* Текст для чтения:

━━━━

Что страшнее: когда твоего ребёнка обижают или когда обидчик — он сам?
Что страшнее: когда твоего ребёнка обижают или когда обидчик — он сам?
Почти все родители хоть раз в жизни сталкиваются хоть с одной из этих историй: ребенка обижают другие дети — либо, наоборот, он сам становится причиной слез и расстройств одноклассников. Мама троих сыновей, писатель и наш колумнист Анна Матвеева была и в той, и в другой ситуации. А значит, точно может посмотреть на проблему объективно. И уже (мальчишки выросли!) — со стороны.
Когда становишься мамой, о таких вопросах не задумываешься. И никто об этом не предупреждает. Сначала просто не до того, а потом ситуация ставит тебя перед фактом, причем последствия неверно выбранной тактики могут быть непоправимыми.
Сначала три неприятных открытия.
Первое: другие люди не обязаны любить твоего ребёнка.
Второе: твой ребёнок не обязан любить других людей.
Третье: может случиться всякое.
И теперь, внимание, вопрос. Что хуже: когда больно (не нарочно!) делают твоему детёнышу — или когда твоё дитя (не специально!) причиняет боль чужому ребёнку?
Не торопитесь с ответом. Первый, который выстреливает («Вот только чтобы не моему, пожалуйста!»), — ошибочный.
Намного хуже, тяжелее, невыносимее второй вариант.
Мой старший сын в первом классе случайно толкнул мальчика на перемене. Даже не толкнул — небрежно подвинул с дороги. А мальчик тот упал и ушиб руку. Или ногу, я теперь уже не помню. Помню свой ужас и раскаяние. И сыновнее тоже.
— Я не нарочно! — плакал мой. — Я думал, что он просто отойдёт в сторону. А он упал!
Дети, которые растут с братьями и сёстрами, неизбежно переносят свой опыт общения с ними на одноклассников. А тот мальчик был один в семье, нежный и ненаглядный. Не умел реагировать. Повезло, в общем. Всем.

━━━━

* Записанные данные:
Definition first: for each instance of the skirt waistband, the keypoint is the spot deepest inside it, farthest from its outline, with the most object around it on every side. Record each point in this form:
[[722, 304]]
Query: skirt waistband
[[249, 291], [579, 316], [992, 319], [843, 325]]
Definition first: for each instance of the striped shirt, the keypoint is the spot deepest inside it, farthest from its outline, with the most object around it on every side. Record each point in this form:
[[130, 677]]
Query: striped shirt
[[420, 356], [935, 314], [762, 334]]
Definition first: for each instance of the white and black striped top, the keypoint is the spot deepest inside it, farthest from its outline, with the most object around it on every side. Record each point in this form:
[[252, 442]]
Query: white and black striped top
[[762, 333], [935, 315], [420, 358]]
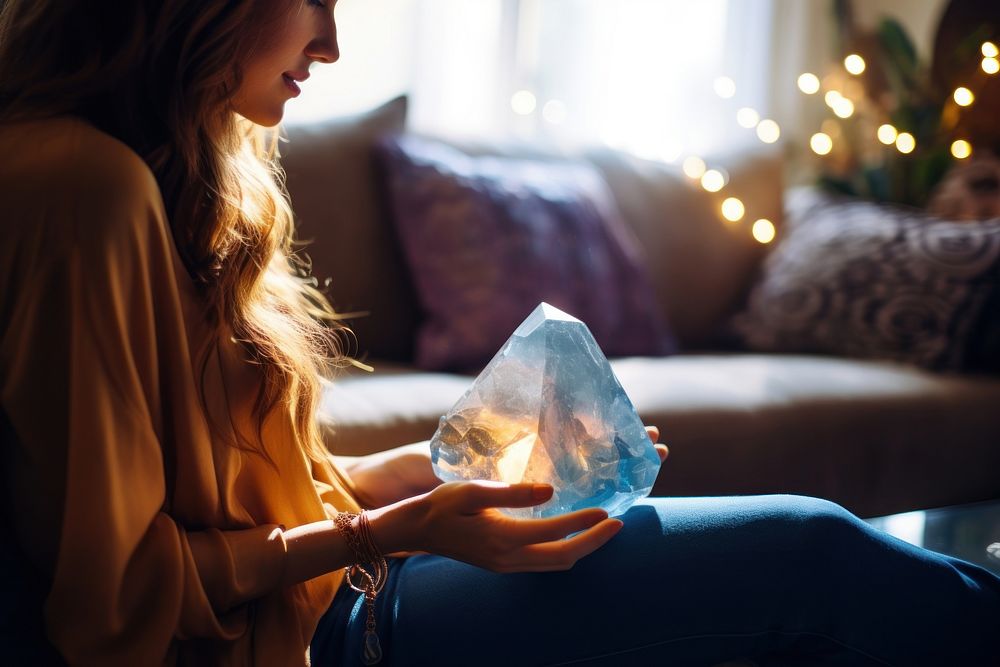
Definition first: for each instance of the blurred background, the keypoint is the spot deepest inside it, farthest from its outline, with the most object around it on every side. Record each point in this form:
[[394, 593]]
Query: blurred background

━━━━

* Задания:
**A)** Сколько сыновей у Анны Матвеевой, судя по тексту?
**B)** Переведите, пожалуйста, на английский язык предложение из текста: «Первое: другие люди не обязаны любить твоего ребёнка.»
Записи здесь ни при чём.

* Ответы:
**A)** Трое.

**B)** First: other people are not obliged to love your child.